-- START OF SUPPLIED RECORDS --

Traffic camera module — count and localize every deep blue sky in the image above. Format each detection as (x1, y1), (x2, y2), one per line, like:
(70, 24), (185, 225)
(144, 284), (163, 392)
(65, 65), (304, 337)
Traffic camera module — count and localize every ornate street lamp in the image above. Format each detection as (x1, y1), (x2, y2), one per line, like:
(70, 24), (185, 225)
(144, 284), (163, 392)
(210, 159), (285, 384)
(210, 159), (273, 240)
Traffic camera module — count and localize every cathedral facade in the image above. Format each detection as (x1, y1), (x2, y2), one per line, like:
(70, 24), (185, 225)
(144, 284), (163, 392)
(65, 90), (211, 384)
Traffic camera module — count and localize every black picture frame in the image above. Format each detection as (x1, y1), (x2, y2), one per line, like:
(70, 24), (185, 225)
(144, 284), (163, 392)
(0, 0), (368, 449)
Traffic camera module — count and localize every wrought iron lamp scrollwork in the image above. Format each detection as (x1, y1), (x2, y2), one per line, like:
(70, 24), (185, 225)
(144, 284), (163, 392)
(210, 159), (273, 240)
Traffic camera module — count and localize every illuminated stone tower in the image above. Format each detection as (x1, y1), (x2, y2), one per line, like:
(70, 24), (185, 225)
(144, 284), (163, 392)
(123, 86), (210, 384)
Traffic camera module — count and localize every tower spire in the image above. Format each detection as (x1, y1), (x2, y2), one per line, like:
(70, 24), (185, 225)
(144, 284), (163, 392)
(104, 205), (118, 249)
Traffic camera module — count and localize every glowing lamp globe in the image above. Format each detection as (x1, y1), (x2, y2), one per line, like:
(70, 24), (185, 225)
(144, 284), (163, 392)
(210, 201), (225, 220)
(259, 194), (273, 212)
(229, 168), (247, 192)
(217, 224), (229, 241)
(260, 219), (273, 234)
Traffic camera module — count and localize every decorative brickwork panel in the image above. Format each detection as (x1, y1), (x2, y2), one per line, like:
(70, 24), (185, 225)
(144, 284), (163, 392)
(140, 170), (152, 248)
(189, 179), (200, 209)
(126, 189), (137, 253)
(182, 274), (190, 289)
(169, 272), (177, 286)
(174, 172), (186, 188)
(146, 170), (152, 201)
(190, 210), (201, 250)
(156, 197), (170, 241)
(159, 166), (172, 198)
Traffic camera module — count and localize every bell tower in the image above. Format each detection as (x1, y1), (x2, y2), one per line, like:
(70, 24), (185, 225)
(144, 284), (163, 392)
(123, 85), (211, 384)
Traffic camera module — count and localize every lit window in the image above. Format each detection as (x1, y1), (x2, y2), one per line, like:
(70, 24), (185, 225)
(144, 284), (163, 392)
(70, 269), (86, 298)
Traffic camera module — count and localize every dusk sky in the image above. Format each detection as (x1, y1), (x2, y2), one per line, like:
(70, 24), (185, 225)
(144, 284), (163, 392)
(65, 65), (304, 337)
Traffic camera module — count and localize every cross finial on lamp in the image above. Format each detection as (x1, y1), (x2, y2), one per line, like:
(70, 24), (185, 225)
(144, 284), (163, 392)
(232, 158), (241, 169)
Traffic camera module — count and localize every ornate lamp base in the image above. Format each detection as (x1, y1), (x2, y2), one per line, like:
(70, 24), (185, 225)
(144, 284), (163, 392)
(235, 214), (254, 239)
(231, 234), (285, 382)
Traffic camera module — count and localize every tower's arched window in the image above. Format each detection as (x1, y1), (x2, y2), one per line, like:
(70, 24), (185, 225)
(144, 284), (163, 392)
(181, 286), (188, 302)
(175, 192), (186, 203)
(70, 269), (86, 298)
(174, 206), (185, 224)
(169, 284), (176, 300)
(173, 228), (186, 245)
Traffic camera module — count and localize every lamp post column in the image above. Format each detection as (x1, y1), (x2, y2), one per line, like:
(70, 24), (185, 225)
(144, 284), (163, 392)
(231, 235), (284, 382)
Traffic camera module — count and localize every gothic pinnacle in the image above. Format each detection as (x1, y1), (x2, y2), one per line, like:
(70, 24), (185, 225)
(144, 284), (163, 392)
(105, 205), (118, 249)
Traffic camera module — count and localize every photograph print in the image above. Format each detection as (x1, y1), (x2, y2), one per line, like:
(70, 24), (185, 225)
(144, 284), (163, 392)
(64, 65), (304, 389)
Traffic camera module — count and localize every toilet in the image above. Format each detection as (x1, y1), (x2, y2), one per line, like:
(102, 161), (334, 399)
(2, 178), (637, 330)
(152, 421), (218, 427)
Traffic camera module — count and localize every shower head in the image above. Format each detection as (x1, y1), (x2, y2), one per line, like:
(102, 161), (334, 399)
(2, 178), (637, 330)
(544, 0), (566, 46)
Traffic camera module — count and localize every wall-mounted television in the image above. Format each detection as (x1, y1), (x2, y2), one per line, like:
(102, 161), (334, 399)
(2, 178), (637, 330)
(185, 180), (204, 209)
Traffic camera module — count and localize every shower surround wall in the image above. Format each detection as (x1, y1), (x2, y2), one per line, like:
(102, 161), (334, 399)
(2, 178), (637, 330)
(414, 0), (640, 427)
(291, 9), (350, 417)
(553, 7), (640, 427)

-- END OF SUPPLIED RECORDS --

### STATED EXERCISE
Can you rewrite every entry above, swapping "Traffic camera module" for "Vision pipeline" and leaving all else unchanged?

### TASK RESPONSE
Vision pipeline — count and localize every deep blue sky in the image above. Format each detection as (x1, y1), (x2, y2), one per line, like:
(70, 24), (185, 225)
(144, 284), (163, 392)
(65, 65), (304, 337)
Vision pipeline — count and localize every ornate street lamp in the image above. Format each detection as (x1, y1), (x2, y2), one per line, like:
(70, 24), (185, 225)
(144, 284), (163, 392)
(210, 159), (285, 384)
(210, 159), (273, 240)
Vision pipeline — count and localize every cathedral facade in the image above. Format each detection as (x1, y1), (x2, y2), one per line, like:
(70, 24), (185, 225)
(144, 284), (163, 392)
(65, 90), (211, 384)
Vision pipeline — count and localize every black picture frame in the image above. Format each detection as (x1, y1), (x2, y2), one per line, like:
(70, 24), (185, 225)
(144, 284), (163, 392)
(0, 0), (368, 449)
Vision pipeline — count and localize every wrought iron lamp scrollwork in the image above. Format each detection as (x1, y1), (x2, y2), one per line, like:
(70, 24), (185, 225)
(144, 284), (163, 392)
(210, 159), (273, 240)
Vision pipeline — count and localize every illuminated stone tower in the image above. Format each detection as (x1, y1), (x2, y2), one per line, like:
(70, 24), (185, 225)
(144, 284), (163, 392)
(123, 86), (210, 384)
Vision pipeline — count and localize every tower spire in the image above. Format each detection as (x1, y1), (x2, y2), one per line, like:
(70, 24), (185, 225)
(144, 284), (163, 392)
(104, 205), (118, 249)
Vision pipeline — count and localize every glowing lamp globe in the image above. Format each detection as (x1, y1), (x2, y2), one per line, like:
(70, 24), (185, 225)
(144, 284), (163, 392)
(210, 201), (225, 220)
(259, 194), (273, 212)
(229, 168), (247, 192)
(217, 224), (229, 241)
(260, 219), (273, 234)
Vision pipeline — count and localize every decorative brickwork panel in the image above. Format each detection as (x1, y1), (x2, y2), one per line, like:
(70, 24), (185, 225)
(144, 284), (163, 392)
(140, 170), (152, 248)
(189, 179), (200, 209)
(126, 189), (137, 253)
(182, 274), (190, 289)
(169, 272), (177, 286)
(174, 172), (186, 188)
(146, 170), (152, 201)
(190, 210), (201, 250)
(156, 197), (170, 241)
(159, 166), (172, 198)
Vision pipeline — count and localize every bell tower in the image above. Format each detection as (x1, y1), (x2, y2), one per line, like:
(70, 24), (185, 225)
(144, 284), (163, 392)
(123, 85), (211, 384)
Vision pipeline — count and localize every lit window in the image above. Format each detection as (x1, y1), (x2, y2), one per line, like:
(70, 24), (185, 225)
(144, 284), (163, 392)
(70, 269), (86, 298)
Vision pipeline — count and localize every dusk sky in the image above. Format each detection as (x1, y1), (x2, y2), one per line, like:
(70, 24), (185, 225)
(144, 284), (163, 392)
(65, 65), (304, 337)
Vision pipeline — count and localize every cross finial on lamp in the image above. Format each detection as (x1, y1), (x2, y2), one per line, like:
(70, 24), (185, 225)
(144, 284), (163, 392)
(232, 158), (241, 169)
Vision pipeline — count and localize every ornate lamp base in the image above. Format each detection as (x1, y1), (x2, y2), one per line, like:
(70, 24), (185, 225)
(144, 284), (163, 392)
(235, 214), (254, 239)
(231, 234), (285, 382)
Vision pipeline — count and localize every tower's arched window in the image above. Format each detection as (x1, y1), (x2, y2), one per line, like:
(70, 24), (185, 225)
(144, 284), (163, 392)
(181, 286), (188, 302)
(175, 192), (186, 203)
(70, 269), (86, 298)
(174, 206), (185, 224)
(169, 284), (176, 300)
(173, 228), (186, 245)
Vision pipeline — count and localize every lamp post column in the image above. Format each detection as (x1, y1), (x2, y2), one per line, like:
(70, 24), (185, 225)
(144, 284), (163, 392)
(231, 235), (284, 382)
Vision pipeline — count and localize every gothic pinnacle in the image above. Format each detection as (x1, y1), (x2, y2), one per line, like:
(70, 24), (185, 225)
(144, 284), (163, 392)
(105, 205), (118, 249)
Vision pipeline — count and localize every photograph print in the image above. Format each detection as (x1, y1), (x2, y2), one per line, like:
(70, 24), (185, 225)
(144, 284), (163, 392)
(64, 65), (304, 389)
Vision pipeline — count and localize every toilet in the image above. Format each detection as (x1, y1), (x2, y2), one per line, like:
(102, 161), (334, 399)
(2, 178), (637, 330)
(152, 421), (218, 427)
Vision pipeline — count and localize every shower head in the image above. Format each detection as (x1, y1), (x2, y2), one per line, like:
(102, 161), (334, 399)
(2, 178), (637, 330)
(544, 0), (566, 46)
Vision pipeline — count and localize every wall-mounted television in the image above. Format each detection as (x1, y1), (x2, y2), one per line, like:
(102, 161), (334, 399)
(2, 178), (637, 330)
(185, 180), (204, 209)
Vision pipeline — count and localize every shower surround wall in the image above. Format each detection as (x1, y1), (x2, y2), one per line, like:
(102, 161), (334, 399)
(2, 178), (637, 330)
(414, 0), (640, 427)
(291, 9), (350, 417)
(553, 7), (640, 427)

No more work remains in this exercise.